▶ **TASK INSTRUCTIONS**
What you return should be the exact lines from the one with "Target: tree foliage" to the end of the records below, both included, and no pictures.
RECORDS SUPPLIED Start Marker
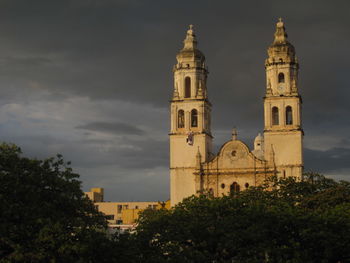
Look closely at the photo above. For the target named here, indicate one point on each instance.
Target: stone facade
(194, 168)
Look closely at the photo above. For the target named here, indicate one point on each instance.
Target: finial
(234, 134)
(190, 41)
(280, 34)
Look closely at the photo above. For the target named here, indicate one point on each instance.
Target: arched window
(194, 118)
(181, 119)
(281, 78)
(289, 115)
(275, 117)
(234, 188)
(187, 87)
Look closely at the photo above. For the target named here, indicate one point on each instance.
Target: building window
(234, 188)
(289, 115)
(181, 119)
(187, 87)
(194, 118)
(280, 78)
(110, 217)
(275, 116)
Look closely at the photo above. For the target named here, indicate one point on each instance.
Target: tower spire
(280, 34)
(190, 41)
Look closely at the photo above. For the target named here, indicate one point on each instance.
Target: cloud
(114, 128)
(92, 79)
(331, 161)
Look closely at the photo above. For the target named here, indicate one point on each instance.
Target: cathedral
(194, 168)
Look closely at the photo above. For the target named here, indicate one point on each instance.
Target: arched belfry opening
(275, 116)
(281, 78)
(194, 118)
(181, 119)
(234, 188)
(289, 115)
(187, 87)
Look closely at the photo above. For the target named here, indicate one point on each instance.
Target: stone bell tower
(283, 132)
(190, 136)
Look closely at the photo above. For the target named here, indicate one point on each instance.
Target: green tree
(44, 215)
(284, 220)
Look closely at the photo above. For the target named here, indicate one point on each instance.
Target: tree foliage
(284, 220)
(44, 215)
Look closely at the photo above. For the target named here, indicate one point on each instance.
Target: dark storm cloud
(109, 50)
(329, 161)
(115, 128)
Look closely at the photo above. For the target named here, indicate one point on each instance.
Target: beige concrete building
(194, 168)
(121, 213)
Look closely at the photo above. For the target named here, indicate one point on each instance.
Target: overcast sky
(91, 79)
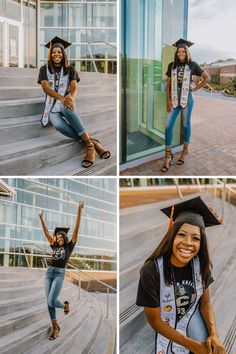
RECORDS SUPPLIED End Marker
▶ **WRITTEN RESPONSE**
Target: tree foliage
(284, 220)
(44, 215)
Look closely at the photo above. For the target named here, indicate one point on each instance.
Target: dark storm cloud
(109, 50)
(329, 161)
(115, 128)
Look closely at the photo above. For the target named here, indicate one point on each instance.
Target: beige concrete building
(194, 168)
(121, 213)
Look closely at the photo above. For the target named here, indicate one point on each instance.
Target: overcast sky
(91, 79)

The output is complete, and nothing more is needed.